Exercise inputs
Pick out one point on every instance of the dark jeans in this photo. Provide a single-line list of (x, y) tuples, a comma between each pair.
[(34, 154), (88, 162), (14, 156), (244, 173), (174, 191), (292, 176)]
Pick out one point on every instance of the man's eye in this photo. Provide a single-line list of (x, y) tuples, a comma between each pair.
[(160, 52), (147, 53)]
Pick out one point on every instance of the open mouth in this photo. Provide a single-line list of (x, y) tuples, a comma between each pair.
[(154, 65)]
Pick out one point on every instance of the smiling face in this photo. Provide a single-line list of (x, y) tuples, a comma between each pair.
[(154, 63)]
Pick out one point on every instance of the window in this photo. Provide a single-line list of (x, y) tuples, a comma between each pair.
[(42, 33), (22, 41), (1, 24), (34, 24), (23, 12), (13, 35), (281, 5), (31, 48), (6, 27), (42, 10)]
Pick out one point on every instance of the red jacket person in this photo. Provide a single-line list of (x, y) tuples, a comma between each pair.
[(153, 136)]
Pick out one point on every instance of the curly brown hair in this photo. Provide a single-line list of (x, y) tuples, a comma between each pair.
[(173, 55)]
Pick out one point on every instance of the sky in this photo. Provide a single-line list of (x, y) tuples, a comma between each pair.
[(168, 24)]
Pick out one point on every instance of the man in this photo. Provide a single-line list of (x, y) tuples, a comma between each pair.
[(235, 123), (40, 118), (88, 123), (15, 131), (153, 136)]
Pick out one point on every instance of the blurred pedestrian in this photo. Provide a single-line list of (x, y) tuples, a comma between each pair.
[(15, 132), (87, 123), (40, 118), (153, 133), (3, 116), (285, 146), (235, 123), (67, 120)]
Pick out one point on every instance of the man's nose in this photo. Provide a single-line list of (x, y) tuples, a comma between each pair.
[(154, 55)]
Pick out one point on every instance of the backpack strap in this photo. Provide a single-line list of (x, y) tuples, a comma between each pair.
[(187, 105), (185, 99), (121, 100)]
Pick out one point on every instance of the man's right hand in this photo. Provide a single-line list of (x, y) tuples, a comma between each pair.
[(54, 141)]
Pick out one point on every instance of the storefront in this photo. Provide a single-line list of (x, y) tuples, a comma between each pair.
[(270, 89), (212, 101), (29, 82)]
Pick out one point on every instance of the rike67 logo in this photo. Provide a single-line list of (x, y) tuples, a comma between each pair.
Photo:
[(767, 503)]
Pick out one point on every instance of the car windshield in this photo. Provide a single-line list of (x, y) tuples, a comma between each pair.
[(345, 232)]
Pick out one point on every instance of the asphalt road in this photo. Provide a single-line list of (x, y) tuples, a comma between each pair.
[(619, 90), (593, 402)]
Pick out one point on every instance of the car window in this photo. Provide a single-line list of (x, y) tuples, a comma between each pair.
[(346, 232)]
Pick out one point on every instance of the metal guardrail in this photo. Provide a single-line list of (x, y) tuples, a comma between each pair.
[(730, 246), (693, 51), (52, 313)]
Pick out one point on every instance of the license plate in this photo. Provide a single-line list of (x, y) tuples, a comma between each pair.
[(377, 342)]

Aim of the exercise
Reproduce all of the records above word for word, keeping every line and character unchanged.

The reply
Pick out one point on every instance of the dark jeans in this photo. Provide a single-line list of (x, y) tuples, a comma between each pair.
[(34, 154), (88, 162), (14, 156), (244, 173), (174, 191), (292, 176)]
Pick out one point on every instance of the man's eye in this photo. Provide a single-line list of (x, y) tuples, a comma between each pair.
[(160, 52), (147, 53)]
Pick out one point on every instance of the open mouth in this photo. Provide a single-line list of (x, y) tuples, a comma between each pair.
[(154, 65)]
Pick out one point on every instance of the smiling face in this photo. Provide a single-line list of (x, y) tuples, a comma between each pair.
[(154, 63)]
Pick out one point on every instance of the window in this photo. Provide a single-line list of (x, y) tuples, a comma between each pair.
[(42, 33), (22, 41), (1, 24), (34, 24), (23, 12), (13, 35), (281, 5), (31, 48), (6, 27), (42, 10)]
Pick out one point on every instance of the red jacket person in this photo. Provide a single-line list of (x, y) tuples, a comma between each pair.
[(153, 136)]
Pick out one point on every instance of the curly brown hair in this photo. Provide a single-line list of (x, y) tuples, a comma between each pair.
[(173, 55)]
Pick out one point on every instance of the sky in this photo. Provide a single-line list of (x, y) tuples, a comma between each pair.
[(168, 24)]
Pick out one point on every instance of the man in this photo. Provide a single-line list of (x, y) tuples, a comma between each pair.
[(235, 123), (40, 118), (88, 123), (15, 131), (153, 136)]
Pick out one point on every instance of the blurred pedestrian in this photo. Provide a single-line list of (x, y) tuples, a comma between each pair.
[(15, 132), (87, 123), (40, 118), (153, 133), (3, 116), (285, 146), (235, 123), (67, 120)]
Pick out one point on every instance of the man's nose in this photo. Provide a single-line list of (x, y) tuples, a comma between each pair.
[(154, 55)]
Pick out one point on every instance of the backpack strap in this photo. Provide a single-line list of (x, y) tuples, a comma between each pair.
[(187, 105), (185, 99), (121, 100)]
Pick out one point on every instance of the man's right hand in this photo. Provide a single-line list of (x, y) tuples, a comma between each pair.
[(54, 141)]
Pick out one point on every instance of the storefront in this photo. Provide a single-line list of (x, y) tuples, a comma between each pair.
[(270, 89), (212, 101), (29, 82)]
Pick out one point on every instance of the rike67 logo in this photo. Provide a single-line list of (x, y) tuples, a comma between each pair.
Photo:
[(767, 503)]
Pick out one point on every instance of the car windshield in this photo. Provide a single-line list of (x, y) tuples, a comma between each pair.
[(345, 232)]
Pick out one point on every instance of the asphalt road in this photo. Provide a single-line list of (x, y) tuples, a comma between each pair.
[(619, 90), (593, 402)]
Pick out one point on every instance of the car window in this photo. Provide a single-line list of (x, y) tuples, a comma between each pair.
[(346, 232)]
Pick out one point on every instance of the metal guardrail in this photo. Provide a single-line list of (x, y) tuples, a comma between each pair.
[(730, 246), (693, 51), (52, 313)]
Pick out one point on every instance of the license plate in this photo. Provide a single-line list of (x, y) tuples, a comma between each pair.
[(377, 342)]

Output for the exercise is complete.